(Task requirements):
[A] From the profile of Vivek Kajaria, list every advertising agency he is said to have worked with.
[B] According to the profile of Vivek Kajaria, where did he earn his M.Sc. in Computer Science and Applications?
[C] Continue the profile of Vivek Kajaria from its last sentence.

(Excerpted text):
>>

Vivek Kajaria (), (born 1 October 1984) is an Indian film producer and director. He is the founder/managing director of Holy Basil Productions Pvt. Ltd. and Co- founder/partner of NAHB, a joint venture between Holy Basil Productions and Navalakha Arts.

Early life and education
Vivek Kajaria finished his education from Warwick University, UK in M.Sc. in Computer Science and Applications. Prior to this, he already held a degree in MBA. Later, he joined his family business of construction and development to polish himself as a skillful entrepreneur and then went after his longtime dream to be associated with the creative and media industry by finding his very own brand, Holy Basil Productions.

Career 
Having successfully worked along with some of the most reputed agencies like LOWE LINTAS, TBWA, Publicis Singapore, Leo Burnette and on brands like Standard Chartered, Surf Excel, Hamam, HUL, Complan, Transtadia, etc. Vivek made the long due foray into Feature films by a leap of collaboration.

NAVALAKHA ARTS & HOLY BASIL PRODUCTIONS came into existence through the collaboration of two ambitious companies and in a very short time made its mark with an enviable track record of making feature films like Shala (film) (won National award – Best film), Anumati (film) (Presenter),  Fandry (won a number of national and international awards and is still counting), Chaurya and Siddhant.

Vivek turned Director with his debut short, Durga, which bagged him the special mention Dada Saheb Phalke award and has travelled to over 20 film festivals across the globe.

<<

(Items):
>>

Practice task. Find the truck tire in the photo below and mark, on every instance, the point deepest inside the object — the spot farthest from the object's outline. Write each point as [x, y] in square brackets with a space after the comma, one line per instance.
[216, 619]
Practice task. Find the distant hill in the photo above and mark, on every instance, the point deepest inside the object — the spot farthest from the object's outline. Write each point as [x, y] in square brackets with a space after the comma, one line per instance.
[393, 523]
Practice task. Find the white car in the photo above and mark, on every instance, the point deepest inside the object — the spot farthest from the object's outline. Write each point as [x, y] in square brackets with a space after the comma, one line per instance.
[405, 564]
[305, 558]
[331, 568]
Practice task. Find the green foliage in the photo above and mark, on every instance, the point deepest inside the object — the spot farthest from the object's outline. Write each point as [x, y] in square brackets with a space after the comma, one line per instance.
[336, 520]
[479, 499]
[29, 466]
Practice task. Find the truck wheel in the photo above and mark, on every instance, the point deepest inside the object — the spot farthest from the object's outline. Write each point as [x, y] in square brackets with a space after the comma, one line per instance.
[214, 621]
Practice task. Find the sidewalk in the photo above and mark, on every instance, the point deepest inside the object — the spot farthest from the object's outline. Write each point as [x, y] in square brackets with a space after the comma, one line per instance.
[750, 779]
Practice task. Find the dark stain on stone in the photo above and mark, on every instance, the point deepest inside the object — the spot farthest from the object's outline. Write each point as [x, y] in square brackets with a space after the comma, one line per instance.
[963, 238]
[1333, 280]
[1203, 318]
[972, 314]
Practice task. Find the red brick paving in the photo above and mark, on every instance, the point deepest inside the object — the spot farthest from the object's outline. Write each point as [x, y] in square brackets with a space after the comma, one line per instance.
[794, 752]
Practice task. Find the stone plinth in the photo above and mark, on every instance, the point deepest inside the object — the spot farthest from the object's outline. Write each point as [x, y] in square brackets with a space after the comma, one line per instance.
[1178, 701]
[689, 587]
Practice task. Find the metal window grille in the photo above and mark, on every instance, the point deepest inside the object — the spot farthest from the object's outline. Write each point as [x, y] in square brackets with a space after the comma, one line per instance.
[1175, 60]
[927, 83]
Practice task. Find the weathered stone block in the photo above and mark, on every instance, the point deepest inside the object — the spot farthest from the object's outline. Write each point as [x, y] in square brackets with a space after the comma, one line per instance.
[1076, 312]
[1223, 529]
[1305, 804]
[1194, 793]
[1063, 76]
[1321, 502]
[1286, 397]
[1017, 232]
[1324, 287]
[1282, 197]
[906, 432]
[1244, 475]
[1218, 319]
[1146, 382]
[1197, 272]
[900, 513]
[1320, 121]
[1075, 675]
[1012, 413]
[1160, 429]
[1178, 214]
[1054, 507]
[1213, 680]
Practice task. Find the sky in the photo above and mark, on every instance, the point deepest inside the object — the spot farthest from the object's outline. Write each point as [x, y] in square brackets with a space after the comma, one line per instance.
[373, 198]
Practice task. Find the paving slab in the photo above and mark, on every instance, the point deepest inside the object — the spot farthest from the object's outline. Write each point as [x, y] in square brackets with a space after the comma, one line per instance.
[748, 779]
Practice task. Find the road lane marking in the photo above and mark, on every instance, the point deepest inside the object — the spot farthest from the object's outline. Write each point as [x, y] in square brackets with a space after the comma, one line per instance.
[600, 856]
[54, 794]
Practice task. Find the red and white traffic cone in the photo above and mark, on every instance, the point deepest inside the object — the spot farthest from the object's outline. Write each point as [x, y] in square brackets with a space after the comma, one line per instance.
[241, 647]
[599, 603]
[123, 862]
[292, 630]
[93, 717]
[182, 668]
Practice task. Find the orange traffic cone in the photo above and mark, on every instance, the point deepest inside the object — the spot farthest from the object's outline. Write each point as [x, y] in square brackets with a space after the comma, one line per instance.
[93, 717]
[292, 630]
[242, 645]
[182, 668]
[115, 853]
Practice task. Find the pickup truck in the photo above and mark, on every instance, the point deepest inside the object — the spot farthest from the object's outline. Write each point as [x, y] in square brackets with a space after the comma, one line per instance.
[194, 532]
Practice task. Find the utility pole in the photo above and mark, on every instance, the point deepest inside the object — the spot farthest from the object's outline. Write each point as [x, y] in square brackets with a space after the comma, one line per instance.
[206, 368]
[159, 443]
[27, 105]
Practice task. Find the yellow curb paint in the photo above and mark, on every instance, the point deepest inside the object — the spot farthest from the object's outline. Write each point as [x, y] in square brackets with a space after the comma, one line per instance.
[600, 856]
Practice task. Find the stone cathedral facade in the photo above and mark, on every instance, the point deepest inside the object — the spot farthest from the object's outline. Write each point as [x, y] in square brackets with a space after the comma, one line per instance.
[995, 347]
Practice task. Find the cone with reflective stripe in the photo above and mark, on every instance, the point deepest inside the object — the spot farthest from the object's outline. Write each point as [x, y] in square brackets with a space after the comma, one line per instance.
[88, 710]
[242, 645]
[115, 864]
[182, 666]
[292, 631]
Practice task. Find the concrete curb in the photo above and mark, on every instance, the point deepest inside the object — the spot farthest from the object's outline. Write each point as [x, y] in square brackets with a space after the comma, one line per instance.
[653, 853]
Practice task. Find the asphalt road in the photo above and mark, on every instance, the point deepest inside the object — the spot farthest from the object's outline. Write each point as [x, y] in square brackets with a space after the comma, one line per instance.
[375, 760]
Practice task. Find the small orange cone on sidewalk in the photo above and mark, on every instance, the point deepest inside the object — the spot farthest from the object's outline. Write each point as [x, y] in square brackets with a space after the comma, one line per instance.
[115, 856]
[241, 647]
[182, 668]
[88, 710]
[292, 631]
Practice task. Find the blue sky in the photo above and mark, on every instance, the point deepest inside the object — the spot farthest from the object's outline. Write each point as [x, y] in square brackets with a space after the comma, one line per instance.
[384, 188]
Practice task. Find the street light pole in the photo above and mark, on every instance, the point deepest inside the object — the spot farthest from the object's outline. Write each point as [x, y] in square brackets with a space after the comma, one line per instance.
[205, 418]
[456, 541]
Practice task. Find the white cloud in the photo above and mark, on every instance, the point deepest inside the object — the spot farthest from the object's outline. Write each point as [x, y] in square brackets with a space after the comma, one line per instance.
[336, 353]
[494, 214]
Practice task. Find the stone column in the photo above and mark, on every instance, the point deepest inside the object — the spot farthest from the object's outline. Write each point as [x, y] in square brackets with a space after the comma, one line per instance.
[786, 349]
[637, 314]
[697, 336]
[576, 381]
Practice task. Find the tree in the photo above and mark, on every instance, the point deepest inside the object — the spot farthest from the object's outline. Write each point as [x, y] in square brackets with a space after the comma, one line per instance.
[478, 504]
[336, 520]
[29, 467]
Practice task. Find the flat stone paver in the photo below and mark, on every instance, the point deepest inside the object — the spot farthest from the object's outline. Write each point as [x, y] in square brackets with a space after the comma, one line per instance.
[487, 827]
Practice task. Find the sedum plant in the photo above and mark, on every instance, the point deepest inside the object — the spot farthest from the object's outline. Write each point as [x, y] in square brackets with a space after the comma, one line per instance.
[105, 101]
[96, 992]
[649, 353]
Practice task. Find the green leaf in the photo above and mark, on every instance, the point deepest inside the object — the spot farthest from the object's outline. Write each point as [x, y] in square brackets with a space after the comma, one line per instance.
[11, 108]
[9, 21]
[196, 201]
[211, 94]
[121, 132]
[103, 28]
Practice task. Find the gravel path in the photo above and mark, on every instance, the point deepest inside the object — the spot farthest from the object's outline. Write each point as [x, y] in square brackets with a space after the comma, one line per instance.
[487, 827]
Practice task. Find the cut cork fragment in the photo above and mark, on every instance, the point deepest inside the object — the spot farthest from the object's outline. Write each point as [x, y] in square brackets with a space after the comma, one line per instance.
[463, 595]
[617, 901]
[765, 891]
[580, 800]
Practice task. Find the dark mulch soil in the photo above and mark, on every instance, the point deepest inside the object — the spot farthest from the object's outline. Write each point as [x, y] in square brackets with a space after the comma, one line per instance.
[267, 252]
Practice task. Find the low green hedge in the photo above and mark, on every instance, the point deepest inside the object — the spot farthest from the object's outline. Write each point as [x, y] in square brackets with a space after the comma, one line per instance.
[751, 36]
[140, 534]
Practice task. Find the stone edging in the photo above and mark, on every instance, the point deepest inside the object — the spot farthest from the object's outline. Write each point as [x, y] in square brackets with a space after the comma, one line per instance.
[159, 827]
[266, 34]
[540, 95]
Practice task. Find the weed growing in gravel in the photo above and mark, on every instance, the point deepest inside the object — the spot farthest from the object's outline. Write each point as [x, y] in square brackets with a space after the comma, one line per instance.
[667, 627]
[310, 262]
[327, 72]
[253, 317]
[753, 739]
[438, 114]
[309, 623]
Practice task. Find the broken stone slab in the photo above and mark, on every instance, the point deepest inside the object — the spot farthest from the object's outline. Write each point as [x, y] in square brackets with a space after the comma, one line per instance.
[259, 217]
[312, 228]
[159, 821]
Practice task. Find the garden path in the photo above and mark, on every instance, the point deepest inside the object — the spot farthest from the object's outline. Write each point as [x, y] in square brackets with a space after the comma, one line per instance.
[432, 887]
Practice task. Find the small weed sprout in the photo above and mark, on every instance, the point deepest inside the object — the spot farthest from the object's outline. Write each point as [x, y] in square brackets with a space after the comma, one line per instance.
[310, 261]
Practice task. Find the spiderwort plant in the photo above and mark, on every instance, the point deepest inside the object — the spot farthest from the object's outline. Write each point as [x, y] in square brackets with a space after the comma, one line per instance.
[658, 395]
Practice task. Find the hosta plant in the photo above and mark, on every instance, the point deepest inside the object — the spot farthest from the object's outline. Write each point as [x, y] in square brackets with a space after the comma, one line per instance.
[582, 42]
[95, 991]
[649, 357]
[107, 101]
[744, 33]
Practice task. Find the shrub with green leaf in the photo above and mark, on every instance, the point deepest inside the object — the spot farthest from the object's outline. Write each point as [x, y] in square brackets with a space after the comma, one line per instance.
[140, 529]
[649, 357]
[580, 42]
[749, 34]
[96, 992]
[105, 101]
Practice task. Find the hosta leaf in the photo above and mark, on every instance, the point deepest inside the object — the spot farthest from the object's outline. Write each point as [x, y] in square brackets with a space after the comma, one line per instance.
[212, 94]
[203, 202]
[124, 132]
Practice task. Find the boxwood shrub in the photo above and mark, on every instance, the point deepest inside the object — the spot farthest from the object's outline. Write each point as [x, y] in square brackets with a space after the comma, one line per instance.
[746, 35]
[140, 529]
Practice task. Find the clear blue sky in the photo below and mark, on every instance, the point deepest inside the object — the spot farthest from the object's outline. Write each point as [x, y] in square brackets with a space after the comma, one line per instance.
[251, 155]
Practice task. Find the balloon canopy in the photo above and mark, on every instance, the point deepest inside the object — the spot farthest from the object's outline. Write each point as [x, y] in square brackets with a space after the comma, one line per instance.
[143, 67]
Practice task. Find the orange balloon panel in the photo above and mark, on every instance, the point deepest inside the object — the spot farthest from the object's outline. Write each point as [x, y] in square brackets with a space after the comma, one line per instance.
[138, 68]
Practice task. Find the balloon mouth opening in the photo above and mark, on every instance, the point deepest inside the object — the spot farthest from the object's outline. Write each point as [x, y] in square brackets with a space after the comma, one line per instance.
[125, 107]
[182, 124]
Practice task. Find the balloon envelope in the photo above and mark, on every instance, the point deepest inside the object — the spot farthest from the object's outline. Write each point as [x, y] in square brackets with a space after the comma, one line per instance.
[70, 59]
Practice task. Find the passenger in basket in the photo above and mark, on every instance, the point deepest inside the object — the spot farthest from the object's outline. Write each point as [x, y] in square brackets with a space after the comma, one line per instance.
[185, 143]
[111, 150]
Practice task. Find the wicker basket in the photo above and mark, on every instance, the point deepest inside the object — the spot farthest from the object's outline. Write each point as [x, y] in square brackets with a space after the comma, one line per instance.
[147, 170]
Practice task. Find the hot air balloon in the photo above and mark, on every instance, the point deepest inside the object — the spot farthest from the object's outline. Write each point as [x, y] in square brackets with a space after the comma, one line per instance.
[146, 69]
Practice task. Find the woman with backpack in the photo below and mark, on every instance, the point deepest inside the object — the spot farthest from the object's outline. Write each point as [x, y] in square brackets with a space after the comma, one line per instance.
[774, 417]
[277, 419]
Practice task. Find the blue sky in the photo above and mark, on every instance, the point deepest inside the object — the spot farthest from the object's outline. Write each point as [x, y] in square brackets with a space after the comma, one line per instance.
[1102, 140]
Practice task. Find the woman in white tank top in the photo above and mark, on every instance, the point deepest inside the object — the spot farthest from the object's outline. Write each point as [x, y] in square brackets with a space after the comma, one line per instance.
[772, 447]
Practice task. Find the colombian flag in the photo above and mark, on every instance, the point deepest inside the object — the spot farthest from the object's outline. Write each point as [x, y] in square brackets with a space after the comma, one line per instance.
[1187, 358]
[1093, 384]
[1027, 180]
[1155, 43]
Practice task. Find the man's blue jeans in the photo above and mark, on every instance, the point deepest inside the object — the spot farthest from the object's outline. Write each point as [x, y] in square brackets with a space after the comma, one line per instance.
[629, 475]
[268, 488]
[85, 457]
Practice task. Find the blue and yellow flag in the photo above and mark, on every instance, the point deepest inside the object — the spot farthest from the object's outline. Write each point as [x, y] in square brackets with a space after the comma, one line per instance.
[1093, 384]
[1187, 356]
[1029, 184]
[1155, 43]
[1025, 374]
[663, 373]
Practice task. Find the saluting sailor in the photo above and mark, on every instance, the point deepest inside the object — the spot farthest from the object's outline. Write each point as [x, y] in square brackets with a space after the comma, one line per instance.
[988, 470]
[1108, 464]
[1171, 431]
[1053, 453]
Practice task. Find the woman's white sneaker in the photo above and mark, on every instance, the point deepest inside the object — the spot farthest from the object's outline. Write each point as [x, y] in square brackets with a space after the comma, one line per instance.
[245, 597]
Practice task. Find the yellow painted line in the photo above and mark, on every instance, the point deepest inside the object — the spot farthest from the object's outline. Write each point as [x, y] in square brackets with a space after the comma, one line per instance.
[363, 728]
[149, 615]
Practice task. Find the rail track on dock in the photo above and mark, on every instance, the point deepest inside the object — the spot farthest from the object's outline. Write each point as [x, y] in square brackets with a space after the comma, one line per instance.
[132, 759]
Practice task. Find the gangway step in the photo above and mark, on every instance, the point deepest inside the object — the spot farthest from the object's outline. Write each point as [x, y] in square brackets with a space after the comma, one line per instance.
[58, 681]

<<

(Task answers):
[A] LOWE LINTAS, TBWA, Publicis Singapore, Leo Burnette

[B] Warwick University, UK.

[C]
His upcoming films include Raju (Kannada), which is the story of thousands of Raju's in our villages who are very intelligent but remain so without exposure and appreciation. The film has Music given by Shri Illiyaraja.

His feature films in Marathi have been awarded by national and international body of film makers and Festivals across the globe. Now he is also entering Bollywood industry by working on a Hindi feature film and also presenting one.

He has also played an active role in fund raising activities for Mumbai Film Festival.

Very recently he has founded another company called Basil Content Media Pvt Ltd. The company was founded with the idea of being one of India's first film sales and film festival strategies outfits. It operates with the ideology that a crosshatched and sustainable ecosystem needs to be maintained to be able to create value for all stakeholders in the filmed entertainment value chain.

Filmography

 Fandry (2013) 
Anumati (2013)
 Siddhant
Chaurya
Durga (Short film)
Rakshas (2018)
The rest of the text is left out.